▶ [Work to be completed]
Among the lines below, copy each one in which "bumper" appears.

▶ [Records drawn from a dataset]
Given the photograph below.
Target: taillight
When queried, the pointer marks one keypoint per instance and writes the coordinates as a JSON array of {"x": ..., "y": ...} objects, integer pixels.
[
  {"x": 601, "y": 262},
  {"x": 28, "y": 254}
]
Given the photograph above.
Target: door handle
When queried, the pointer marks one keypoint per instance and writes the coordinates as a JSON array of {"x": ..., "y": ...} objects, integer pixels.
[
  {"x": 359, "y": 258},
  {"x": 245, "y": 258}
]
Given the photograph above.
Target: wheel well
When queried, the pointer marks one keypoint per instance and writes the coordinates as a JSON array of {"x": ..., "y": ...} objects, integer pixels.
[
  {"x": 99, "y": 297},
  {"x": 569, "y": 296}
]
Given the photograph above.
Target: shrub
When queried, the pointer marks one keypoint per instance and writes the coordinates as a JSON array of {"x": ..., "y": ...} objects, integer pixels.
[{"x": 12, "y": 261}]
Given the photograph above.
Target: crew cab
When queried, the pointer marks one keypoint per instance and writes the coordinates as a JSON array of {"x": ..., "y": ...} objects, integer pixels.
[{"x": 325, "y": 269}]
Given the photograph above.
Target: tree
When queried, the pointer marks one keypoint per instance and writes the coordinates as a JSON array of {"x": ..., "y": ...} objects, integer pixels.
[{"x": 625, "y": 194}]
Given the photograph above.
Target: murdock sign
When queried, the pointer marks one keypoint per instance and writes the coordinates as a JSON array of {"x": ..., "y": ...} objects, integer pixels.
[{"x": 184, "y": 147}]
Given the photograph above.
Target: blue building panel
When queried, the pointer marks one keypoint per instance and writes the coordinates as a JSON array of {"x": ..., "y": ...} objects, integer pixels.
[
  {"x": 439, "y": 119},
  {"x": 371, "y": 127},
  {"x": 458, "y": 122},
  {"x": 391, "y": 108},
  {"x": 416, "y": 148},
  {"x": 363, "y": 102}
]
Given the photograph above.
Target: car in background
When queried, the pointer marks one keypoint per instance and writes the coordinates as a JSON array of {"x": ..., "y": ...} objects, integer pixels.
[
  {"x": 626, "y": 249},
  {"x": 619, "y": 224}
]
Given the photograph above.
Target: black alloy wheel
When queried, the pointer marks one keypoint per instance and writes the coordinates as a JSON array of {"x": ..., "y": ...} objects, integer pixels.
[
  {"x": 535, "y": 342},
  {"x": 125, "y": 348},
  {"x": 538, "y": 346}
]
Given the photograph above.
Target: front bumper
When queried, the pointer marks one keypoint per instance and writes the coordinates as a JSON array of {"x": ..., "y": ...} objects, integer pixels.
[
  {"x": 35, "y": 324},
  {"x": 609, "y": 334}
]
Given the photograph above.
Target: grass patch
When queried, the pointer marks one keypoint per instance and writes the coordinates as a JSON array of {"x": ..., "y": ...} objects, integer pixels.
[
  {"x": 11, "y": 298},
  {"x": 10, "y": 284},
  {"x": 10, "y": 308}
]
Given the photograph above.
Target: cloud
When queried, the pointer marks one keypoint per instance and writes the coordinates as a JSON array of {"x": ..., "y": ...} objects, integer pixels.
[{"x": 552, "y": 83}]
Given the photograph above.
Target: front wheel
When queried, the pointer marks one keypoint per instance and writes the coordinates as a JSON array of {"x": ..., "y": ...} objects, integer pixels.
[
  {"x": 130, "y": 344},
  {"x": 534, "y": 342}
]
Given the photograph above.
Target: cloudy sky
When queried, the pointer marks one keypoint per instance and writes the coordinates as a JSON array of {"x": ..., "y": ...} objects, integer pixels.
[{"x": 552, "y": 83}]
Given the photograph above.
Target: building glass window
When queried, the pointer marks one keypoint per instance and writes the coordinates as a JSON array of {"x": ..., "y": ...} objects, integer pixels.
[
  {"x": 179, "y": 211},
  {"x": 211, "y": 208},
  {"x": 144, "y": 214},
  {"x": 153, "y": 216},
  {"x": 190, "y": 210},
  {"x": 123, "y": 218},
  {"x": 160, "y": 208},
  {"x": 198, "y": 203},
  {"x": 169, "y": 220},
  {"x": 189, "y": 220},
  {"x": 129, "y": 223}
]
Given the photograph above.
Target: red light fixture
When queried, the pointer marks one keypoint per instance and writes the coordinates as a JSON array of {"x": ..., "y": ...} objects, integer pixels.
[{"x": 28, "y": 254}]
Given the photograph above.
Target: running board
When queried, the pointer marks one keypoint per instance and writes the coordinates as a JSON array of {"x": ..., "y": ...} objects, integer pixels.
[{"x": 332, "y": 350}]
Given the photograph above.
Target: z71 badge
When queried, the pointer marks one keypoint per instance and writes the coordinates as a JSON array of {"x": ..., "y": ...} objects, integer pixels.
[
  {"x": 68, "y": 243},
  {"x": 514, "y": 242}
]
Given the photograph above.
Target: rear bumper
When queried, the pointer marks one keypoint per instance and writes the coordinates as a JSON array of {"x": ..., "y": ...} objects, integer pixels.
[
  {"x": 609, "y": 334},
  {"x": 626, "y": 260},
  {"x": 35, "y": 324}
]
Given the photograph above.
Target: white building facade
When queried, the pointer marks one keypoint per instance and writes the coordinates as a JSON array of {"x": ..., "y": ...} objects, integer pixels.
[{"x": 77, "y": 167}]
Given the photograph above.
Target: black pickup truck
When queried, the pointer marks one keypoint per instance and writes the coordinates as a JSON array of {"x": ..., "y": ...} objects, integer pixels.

▶ [Response]
Target: front bumper
Target: rear bumper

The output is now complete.